____ Excerpted text

Neuromyelitis optica spectrum disorder (NMOSD) is a relapsing disease predominately affecting the optic nerves and spinal cord. Patients with NMOSD may experience visual and neurological deficits that can lead to blindness and paralysis. However, little is reported about the cumulative impact of relapses on visual acuity and recovery.
A retrospective, observational cohort analysis was conducted to assess the impact of relapses on visual acuity and neurological disability in patients with anti-aquaporin-4 immunoglobulin G-positive (AQP4+) NMOSD.
Patients with AQP4+ NMOSD in the University of Utah healthcare system were identified. Electronic data (health status, physician notes, AQP4+ status, NMOSD diagnosis, and other key patient data) were extracted from the Enterprise Data Warehouse and confirmed via medical chart reviews.
The analysis included 47 patients with AQP4+ NMOSD (mean age at diagnosis: 46 years; female: 75%, white: 70%; median [minimum, maximum] follow-up time: 3.6 [0.0, 11.4] years). At enrollment, 25 patients (53%) had optic neuritis, 15 (32%) had transverse myelitis, and 7 (15%) had a mixed or unknown presentation. Of the 47 patients, 14 experienced a total of 26 relapses, and 33 did not relapse.

________
____ Given records

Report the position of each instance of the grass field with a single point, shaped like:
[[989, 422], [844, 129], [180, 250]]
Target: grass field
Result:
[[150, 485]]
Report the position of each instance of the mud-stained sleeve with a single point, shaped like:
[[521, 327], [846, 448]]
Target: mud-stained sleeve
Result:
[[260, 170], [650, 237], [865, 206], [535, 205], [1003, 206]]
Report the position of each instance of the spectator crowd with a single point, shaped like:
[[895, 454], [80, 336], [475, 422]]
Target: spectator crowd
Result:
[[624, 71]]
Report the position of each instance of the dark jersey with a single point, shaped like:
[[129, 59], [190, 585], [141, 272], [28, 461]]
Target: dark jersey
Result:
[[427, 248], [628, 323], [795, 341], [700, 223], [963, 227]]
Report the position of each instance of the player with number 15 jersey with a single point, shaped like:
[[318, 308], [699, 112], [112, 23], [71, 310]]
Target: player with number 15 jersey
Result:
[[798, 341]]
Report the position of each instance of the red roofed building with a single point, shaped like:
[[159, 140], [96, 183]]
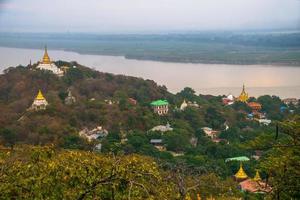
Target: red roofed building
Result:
[[253, 186], [254, 106]]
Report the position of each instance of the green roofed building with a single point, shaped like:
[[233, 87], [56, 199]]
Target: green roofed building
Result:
[[161, 107]]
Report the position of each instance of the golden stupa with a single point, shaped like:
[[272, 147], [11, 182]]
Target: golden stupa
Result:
[[241, 174], [257, 176], [46, 58], [40, 96], [243, 96]]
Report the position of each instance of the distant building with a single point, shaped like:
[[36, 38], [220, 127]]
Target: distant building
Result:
[[266, 122], [46, 64], [255, 106], [210, 132], [158, 143], [289, 101], [218, 140], [70, 99], [194, 141], [255, 185], [162, 128], [244, 97], [161, 107], [39, 103], [229, 100], [184, 105], [241, 174], [94, 133], [132, 101]]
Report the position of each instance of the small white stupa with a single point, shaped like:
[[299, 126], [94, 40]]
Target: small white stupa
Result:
[[70, 99], [183, 105], [46, 64], [39, 103]]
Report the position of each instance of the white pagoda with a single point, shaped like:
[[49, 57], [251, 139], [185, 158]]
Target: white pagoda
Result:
[[46, 64], [39, 103]]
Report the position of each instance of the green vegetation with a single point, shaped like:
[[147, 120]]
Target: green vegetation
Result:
[[203, 47], [43, 156]]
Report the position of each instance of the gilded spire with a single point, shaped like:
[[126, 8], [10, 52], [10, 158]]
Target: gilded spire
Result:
[[257, 176], [40, 96], [46, 58], [243, 96], [241, 174]]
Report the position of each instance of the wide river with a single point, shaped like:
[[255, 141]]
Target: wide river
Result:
[[215, 79]]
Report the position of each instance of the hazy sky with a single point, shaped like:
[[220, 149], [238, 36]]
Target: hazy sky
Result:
[[119, 16]]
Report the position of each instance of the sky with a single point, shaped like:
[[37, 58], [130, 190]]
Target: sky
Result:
[[147, 16]]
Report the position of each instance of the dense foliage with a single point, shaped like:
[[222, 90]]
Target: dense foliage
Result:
[[201, 47], [192, 163]]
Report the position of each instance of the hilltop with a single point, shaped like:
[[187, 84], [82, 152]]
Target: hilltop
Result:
[[195, 136], [240, 48]]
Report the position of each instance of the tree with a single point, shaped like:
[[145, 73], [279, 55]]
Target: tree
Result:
[[46, 173], [282, 162], [8, 137]]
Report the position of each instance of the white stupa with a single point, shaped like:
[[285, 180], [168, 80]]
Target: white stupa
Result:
[[183, 105], [46, 64], [39, 103]]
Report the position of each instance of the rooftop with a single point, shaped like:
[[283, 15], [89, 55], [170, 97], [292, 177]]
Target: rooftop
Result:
[[159, 103]]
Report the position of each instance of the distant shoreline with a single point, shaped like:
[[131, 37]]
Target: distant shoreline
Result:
[[160, 60], [202, 48]]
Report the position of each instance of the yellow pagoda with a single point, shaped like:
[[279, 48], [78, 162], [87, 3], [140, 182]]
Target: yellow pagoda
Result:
[[241, 174], [47, 65], [46, 58], [39, 103], [257, 176], [243, 96]]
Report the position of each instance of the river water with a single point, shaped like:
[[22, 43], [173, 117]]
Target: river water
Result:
[[215, 79]]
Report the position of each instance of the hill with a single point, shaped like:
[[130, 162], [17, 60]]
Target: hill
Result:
[[107, 100]]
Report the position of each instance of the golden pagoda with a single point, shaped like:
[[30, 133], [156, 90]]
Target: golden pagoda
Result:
[[46, 58], [243, 96], [40, 96], [47, 65], [257, 176], [241, 174], [39, 103]]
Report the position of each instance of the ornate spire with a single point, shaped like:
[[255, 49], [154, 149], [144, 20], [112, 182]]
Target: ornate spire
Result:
[[40, 96], [257, 176], [243, 96], [241, 174], [46, 58]]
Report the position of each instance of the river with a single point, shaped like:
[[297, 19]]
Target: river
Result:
[[214, 79]]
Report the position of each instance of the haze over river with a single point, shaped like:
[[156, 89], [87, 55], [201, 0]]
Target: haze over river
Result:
[[215, 79]]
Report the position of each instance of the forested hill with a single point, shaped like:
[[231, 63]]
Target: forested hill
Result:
[[243, 48], [19, 87], [188, 160]]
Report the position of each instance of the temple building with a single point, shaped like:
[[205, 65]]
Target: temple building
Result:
[[183, 105], [47, 64], [241, 174], [70, 99], [39, 103], [161, 107], [243, 96], [186, 104], [256, 107], [255, 185], [229, 100]]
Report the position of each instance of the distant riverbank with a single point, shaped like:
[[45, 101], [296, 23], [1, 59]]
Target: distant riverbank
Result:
[[206, 48], [203, 78]]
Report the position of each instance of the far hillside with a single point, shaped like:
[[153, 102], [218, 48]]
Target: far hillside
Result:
[[278, 48]]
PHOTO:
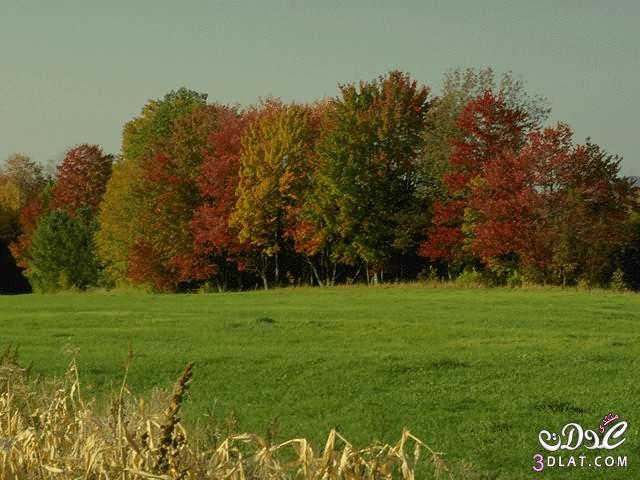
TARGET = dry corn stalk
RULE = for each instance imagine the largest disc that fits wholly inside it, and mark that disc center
(57, 435)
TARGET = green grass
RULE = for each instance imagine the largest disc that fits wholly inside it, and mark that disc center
(476, 373)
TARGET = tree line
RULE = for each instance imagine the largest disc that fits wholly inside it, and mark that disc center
(383, 182)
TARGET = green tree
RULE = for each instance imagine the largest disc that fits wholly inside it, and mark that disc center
(370, 172)
(61, 254)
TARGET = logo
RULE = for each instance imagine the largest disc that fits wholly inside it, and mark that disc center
(573, 436)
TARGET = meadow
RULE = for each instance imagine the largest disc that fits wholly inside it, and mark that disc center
(475, 373)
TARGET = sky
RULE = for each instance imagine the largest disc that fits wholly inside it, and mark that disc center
(76, 71)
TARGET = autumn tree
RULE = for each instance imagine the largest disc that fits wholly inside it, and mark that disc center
(459, 87)
(273, 177)
(51, 235)
(130, 197)
(163, 253)
(81, 179)
(490, 128)
(217, 253)
(21, 180)
(369, 170)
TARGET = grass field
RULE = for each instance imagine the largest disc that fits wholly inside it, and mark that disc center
(475, 373)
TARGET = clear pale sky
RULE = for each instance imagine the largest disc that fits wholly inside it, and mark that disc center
(76, 71)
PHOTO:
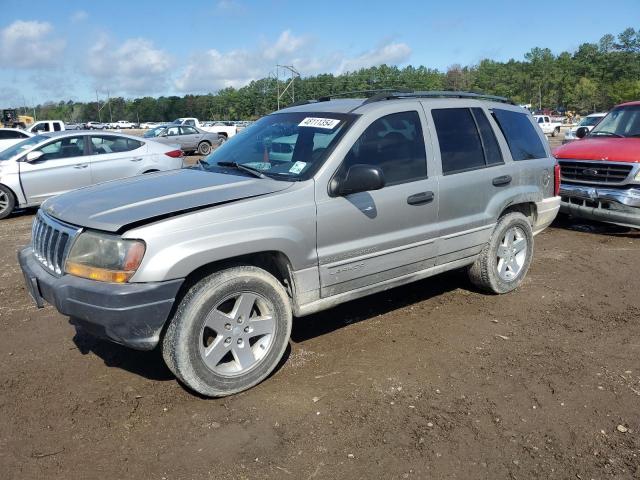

________

▶ Work task 1
Transcribe the portion of the NMOSD study summary that begins at the words "Neuromyelitis optica spectrum" and ends after the words "G-positive (AQP4+) NMOSD.".
▶ Work task 2
Summarize the NMOSD study summary in two sentences.
▶ Work task 3
Supply the next part of the NMOSD study summary, continuing from its final sentence.

▶ Answer 1
Neuromyelitis optica spectrum disorder (NMOSD) is a relapsing disease predominately affecting the optic nerves and spinal cord. Patients with NMOSD may experience visual and neurological deficits that can lead to blindness and paralysis. However, little is reported about the cumulative impact of relapses on visual acuity and recovery.
A retrospective, observational cohort analysis was conducted to assess the impact of relapses on visual acuity and neurological disability in patients with anti-aquaporin-4 immunoglobulin G-positive (AQP4+) NMOSD.

▶ Answer 2
Neuromyelitis optica spectrum disorder is a relapsing disease that mainly affects the optic nerves and spinal cord, and a retrospective cohort analysis of AQP4+ patients in the University of Utah healthcare system assessed how relapses affect visual acuity and neurological disability. Of the 47 patients analyzed, 14 experienced a total of 26 relapses and 33 did not relapse.

▶ Answer 3
Baseline visual acuity was assessed in a subset of symptomatic patients. Data were available for 9 relapsing and 23 nonrelapsing patients. At baseline, 28% of patients had bad eyesight (20/150-no light perception). From baseline to last follow-up, the proportion of patients with bad eyesight increased from 21% to 29% in relapsing patients and decreased from 30% to 24% in nonrelapsing patients.
Neurological disability was assessed via the modified Rankin Scale (mRS). Pre-enrollment mean (standard deviation [SD]) mRS values were similar in relapsing (1.50 [1.22]) and nonrelapsing patients (1.42 [1.39]). At the last visit, the mean (SD) mRS value in relapsing patients was 3.43 (1.79), which was 1.49-fold higher than the mean mRS value in nonrelapsing patients.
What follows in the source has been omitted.